• The problem
Edit the records below, changing "plastic bag" to "shopping bag" everywhere and leaving every other character unchanged.

• Data in this exercise
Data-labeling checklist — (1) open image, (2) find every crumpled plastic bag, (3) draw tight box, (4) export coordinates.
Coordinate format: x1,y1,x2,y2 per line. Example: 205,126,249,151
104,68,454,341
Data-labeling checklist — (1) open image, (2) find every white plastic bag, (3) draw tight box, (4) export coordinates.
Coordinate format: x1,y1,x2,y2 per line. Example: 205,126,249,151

• Correct result
Data-labeling checklist — (1) open image, (2) find every crumpled shopping bag, (3) draw tight box, (4) export coordinates.
Coordinate format: x1,y1,x2,y2 per line. Example: 205,126,249,151
104,68,454,341
Data-labeling checklist — (1) open image, (2) find every white shopping bag, (3) draw tight box, (4) export coordinates.
Coordinate format: x1,y1,x2,y2 per line. Example: 205,126,249,151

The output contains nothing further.